What to do: Rewrite the stretch from the line containing "target: palm tree reflection" through the end of the records, replacing "fill" with "winding" and leaving everything else unchanged.

----- Supplied data

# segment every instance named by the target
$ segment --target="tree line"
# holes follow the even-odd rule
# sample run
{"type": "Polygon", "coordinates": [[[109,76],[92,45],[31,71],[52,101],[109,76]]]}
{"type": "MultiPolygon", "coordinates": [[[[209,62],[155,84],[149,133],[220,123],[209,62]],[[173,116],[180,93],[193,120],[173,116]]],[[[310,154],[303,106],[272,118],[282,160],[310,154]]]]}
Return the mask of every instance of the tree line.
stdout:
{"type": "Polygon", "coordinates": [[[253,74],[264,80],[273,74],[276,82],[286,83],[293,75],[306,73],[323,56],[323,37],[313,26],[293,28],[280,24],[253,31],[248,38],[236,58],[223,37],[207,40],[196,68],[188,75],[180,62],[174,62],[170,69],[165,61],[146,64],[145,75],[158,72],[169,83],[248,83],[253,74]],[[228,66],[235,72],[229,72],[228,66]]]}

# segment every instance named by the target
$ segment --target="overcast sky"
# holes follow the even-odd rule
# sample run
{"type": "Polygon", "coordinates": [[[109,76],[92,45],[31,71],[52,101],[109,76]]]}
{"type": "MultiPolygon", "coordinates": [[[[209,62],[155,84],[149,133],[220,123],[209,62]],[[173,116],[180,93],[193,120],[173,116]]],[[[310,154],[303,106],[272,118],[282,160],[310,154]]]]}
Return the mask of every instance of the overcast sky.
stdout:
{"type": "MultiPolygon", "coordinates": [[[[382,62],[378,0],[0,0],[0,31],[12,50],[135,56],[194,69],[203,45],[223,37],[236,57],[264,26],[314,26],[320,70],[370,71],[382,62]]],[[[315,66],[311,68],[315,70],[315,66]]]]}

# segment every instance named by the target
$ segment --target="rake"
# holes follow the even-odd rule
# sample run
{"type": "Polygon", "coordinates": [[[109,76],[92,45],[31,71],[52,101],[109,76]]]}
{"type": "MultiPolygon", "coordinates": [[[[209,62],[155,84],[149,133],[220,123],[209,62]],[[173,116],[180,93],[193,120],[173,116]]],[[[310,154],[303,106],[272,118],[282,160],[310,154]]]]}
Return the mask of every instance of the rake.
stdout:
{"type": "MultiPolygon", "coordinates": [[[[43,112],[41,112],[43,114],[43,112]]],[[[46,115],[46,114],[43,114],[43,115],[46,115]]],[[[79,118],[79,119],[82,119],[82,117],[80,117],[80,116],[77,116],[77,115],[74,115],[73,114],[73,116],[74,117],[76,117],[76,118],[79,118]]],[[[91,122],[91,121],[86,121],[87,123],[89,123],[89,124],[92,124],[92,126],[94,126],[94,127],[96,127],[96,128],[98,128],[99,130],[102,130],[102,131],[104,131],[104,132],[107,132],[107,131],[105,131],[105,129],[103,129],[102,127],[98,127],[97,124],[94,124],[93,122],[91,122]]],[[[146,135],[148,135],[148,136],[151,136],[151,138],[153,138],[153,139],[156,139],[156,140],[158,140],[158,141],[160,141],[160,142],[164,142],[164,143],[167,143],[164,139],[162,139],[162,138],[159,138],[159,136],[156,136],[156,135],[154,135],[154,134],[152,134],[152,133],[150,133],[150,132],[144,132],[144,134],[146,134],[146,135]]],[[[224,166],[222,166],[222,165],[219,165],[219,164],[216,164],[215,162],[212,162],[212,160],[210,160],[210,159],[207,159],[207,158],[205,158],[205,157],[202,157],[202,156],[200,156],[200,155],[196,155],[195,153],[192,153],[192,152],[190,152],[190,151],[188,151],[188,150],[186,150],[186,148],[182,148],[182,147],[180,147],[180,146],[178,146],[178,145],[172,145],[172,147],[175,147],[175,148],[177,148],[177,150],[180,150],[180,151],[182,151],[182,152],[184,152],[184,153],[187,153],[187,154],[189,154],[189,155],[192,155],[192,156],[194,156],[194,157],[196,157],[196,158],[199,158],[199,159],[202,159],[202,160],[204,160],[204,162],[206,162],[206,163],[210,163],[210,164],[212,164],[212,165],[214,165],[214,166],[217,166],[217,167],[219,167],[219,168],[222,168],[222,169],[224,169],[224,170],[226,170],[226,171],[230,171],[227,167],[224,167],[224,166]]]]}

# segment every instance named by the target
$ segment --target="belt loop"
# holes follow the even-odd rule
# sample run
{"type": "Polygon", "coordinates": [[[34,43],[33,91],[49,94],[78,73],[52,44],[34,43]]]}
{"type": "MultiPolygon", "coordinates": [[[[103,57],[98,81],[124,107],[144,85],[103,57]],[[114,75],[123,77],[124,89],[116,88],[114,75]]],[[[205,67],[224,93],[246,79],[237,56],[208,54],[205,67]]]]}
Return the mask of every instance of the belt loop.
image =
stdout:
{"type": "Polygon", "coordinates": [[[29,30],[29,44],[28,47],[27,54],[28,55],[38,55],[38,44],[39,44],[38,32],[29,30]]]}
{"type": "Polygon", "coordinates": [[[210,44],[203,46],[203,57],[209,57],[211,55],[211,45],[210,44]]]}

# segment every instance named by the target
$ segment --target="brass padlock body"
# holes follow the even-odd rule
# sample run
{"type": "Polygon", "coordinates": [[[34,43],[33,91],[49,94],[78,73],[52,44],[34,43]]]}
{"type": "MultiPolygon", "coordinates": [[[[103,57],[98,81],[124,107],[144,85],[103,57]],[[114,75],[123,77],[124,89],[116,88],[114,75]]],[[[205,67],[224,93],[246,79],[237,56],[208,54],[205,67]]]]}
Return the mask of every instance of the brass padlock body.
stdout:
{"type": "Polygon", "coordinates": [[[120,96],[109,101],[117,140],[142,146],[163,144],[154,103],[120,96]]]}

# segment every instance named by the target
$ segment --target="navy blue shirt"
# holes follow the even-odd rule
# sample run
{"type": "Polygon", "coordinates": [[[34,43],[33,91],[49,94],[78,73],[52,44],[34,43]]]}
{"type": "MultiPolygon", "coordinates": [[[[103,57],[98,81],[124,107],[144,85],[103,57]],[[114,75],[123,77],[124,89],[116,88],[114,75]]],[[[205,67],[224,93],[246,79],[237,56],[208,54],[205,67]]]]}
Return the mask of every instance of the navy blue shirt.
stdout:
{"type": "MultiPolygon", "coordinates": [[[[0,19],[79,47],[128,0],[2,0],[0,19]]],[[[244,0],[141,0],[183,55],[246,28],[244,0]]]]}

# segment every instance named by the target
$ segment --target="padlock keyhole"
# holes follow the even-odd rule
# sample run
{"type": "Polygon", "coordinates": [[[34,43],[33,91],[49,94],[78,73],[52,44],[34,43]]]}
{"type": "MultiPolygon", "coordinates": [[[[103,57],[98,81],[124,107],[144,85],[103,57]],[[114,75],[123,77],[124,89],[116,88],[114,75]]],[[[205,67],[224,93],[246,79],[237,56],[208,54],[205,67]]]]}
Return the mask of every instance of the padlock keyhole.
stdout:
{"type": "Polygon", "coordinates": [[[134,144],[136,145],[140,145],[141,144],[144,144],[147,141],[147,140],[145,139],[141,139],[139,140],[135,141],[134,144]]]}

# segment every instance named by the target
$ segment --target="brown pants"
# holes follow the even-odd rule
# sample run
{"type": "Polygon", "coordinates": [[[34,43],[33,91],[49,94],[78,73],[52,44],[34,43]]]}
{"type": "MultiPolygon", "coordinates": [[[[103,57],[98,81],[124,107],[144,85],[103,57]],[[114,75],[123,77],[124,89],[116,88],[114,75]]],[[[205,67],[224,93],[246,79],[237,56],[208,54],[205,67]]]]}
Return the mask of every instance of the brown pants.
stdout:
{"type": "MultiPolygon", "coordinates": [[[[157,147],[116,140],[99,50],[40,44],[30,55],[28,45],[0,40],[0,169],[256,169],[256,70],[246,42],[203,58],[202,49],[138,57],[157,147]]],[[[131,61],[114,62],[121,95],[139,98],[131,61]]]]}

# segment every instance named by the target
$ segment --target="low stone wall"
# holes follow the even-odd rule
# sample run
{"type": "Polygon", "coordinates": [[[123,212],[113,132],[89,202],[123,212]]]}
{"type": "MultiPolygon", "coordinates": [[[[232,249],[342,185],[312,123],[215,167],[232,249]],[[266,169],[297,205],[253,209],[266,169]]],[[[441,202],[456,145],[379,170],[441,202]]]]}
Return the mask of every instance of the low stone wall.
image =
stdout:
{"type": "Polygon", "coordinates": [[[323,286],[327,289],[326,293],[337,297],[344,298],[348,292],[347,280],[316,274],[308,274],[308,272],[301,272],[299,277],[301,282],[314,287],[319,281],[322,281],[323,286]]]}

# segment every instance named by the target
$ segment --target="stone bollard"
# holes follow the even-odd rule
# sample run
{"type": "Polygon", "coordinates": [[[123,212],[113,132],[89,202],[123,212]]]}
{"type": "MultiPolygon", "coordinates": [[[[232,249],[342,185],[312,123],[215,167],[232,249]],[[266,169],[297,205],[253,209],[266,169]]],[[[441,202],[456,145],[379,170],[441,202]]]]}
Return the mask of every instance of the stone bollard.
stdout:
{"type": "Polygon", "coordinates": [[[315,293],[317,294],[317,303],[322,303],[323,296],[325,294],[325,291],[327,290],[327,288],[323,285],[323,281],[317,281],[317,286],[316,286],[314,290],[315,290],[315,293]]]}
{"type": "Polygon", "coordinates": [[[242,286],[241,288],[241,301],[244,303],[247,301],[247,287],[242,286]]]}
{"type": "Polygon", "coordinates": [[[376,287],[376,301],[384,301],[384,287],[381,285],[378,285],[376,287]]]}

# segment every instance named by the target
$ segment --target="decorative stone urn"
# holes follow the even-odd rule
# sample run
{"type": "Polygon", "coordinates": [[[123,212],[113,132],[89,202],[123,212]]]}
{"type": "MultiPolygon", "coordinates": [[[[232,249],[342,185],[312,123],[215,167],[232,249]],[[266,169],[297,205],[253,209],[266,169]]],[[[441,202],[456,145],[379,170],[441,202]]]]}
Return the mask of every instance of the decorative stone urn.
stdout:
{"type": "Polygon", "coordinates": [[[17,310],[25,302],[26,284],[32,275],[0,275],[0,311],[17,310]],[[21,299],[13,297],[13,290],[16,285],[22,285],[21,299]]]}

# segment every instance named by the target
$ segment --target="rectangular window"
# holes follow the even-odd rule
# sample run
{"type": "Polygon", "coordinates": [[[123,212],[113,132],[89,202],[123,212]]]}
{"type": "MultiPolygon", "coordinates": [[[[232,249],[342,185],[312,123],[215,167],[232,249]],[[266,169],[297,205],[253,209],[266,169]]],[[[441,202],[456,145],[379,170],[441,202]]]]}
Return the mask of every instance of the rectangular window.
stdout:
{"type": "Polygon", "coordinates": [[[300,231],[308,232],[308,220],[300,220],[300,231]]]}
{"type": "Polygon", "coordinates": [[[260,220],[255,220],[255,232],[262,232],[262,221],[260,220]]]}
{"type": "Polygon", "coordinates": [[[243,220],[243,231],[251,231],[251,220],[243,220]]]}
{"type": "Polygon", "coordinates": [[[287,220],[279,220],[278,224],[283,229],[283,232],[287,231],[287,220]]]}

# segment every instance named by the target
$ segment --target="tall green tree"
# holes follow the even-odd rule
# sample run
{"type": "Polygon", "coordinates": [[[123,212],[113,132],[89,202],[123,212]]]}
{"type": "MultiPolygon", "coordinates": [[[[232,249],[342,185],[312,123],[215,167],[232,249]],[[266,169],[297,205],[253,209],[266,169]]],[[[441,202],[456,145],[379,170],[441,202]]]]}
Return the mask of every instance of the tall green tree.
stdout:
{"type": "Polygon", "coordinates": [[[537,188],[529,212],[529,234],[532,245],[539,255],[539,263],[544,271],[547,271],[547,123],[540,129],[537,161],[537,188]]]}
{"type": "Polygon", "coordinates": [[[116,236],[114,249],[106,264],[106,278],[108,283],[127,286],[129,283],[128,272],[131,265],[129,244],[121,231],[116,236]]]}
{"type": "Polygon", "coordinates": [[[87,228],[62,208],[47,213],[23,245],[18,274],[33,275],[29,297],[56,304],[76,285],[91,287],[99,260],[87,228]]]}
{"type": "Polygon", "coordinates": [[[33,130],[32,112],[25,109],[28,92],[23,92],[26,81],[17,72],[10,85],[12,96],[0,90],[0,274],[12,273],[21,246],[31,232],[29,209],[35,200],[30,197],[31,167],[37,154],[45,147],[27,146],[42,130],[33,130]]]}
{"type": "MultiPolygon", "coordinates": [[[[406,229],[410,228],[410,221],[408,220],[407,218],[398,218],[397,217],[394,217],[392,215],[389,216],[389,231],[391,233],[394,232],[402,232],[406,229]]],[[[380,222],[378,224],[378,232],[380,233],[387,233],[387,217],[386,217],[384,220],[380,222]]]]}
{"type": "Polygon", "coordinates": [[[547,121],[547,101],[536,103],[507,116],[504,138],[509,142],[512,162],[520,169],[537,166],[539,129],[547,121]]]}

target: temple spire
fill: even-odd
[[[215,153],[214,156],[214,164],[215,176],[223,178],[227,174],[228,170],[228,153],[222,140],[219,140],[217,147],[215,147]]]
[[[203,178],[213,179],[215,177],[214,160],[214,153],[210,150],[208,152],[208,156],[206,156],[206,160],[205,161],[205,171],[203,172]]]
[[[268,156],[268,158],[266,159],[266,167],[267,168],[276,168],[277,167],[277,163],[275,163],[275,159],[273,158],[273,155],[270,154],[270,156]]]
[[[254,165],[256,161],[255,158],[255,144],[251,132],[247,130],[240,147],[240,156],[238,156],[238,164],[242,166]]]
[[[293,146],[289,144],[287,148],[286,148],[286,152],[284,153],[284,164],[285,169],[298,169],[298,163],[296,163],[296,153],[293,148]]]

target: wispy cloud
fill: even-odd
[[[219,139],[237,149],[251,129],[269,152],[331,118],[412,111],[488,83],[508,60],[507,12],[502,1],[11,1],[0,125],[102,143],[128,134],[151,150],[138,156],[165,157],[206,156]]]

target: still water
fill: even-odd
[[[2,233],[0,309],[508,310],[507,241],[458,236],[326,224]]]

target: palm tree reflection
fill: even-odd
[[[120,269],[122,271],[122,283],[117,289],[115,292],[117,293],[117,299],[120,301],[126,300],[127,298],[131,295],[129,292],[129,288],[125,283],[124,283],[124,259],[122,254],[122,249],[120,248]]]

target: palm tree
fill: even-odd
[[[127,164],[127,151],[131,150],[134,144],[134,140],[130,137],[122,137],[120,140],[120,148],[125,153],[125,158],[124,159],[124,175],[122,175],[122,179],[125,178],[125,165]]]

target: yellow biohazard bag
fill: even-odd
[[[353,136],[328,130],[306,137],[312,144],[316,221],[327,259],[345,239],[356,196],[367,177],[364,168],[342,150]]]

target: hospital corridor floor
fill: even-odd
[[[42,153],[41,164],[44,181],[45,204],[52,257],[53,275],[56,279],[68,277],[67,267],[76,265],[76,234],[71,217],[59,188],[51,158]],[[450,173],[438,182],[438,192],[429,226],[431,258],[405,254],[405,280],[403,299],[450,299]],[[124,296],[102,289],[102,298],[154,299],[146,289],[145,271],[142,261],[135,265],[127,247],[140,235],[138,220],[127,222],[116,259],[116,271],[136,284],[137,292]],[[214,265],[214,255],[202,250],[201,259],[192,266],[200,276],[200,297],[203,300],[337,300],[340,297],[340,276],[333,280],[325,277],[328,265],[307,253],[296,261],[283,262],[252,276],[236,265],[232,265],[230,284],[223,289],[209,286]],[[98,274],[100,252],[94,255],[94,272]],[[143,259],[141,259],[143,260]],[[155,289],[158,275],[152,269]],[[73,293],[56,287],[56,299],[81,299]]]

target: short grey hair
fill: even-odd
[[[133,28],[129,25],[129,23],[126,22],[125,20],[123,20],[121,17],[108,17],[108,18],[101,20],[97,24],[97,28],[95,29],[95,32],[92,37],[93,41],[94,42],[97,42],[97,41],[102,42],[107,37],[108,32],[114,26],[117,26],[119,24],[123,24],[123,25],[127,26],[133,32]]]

----------

Exercise answer:
target: palm tree reflection
winding: even-odd
[[[120,269],[122,271],[122,283],[117,289],[115,292],[117,293],[117,299],[120,301],[126,300],[127,298],[131,295],[129,292],[129,288],[125,283],[124,283],[124,259],[122,254],[122,249],[120,248]]]

target: palm tree
winding: even-odd
[[[127,164],[127,151],[131,150],[134,144],[134,140],[130,137],[122,137],[120,140],[120,148],[125,153],[125,158],[124,159],[124,175],[122,175],[122,179],[125,178],[125,165]]]

target: yellow biohazard bag
winding: even-odd
[[[353,136],[328,130],[306,137],[312,144],[316,221],[327,259],[345,239],[356,196],[367,177],[364,168],[342,150]]]

target: hospital corridor floor
winding: even-odd
[[[42,153],[41,164],[44,181],[45,204],[52,257],[53,275],[56,279],[68,277],[67,267],[76,265],[76,234],[71,217],[59,188],[51,158]],[[450,173],[438,182],[438,192],[429,226],[431,258],[405,254],[405,280],[403,299],[450,299]],[[124,296],[102,289],[102,298],[154,299],[146,289],[145,271],[142,261],[135,265],[127,247],[140,235],[138,220],[127,222],[116,259],[116,271],[136,284],[137,292]],[[214,265],[214,255],[202,250],[201,259],[192,266],[200,276],[200,297],[203,300],[337,300],[340,297],[340,276],[333,280],[325,277],[328,265],[307,253],[296,261],[283,262],[252,276],[236,265],[232,265],[230,284],[223,289],[209,286]],[[98,274],[100,252],[94,255],[94,272]],[[143,259],[141,259],[143,260]],[[155,289],[158,275],[152,269]],[[73,293],[56,287],[56,299],[81,299]]]

target: short grey hair
winding: even-odd
[[[133,28],[129,25],[129,23],[126,22],[125,20],[123,20],[121,17],[108,17],[108,18],[101,20],[97,24],[97,28],[95,29],[95,32],[92,37],[93,41],[94,42],[97,42],[97,41],[102,42],[107,37],[108,32],[114,26],[117,26],[119,24],[123,24],[123,25],[127,26],[133,32]]]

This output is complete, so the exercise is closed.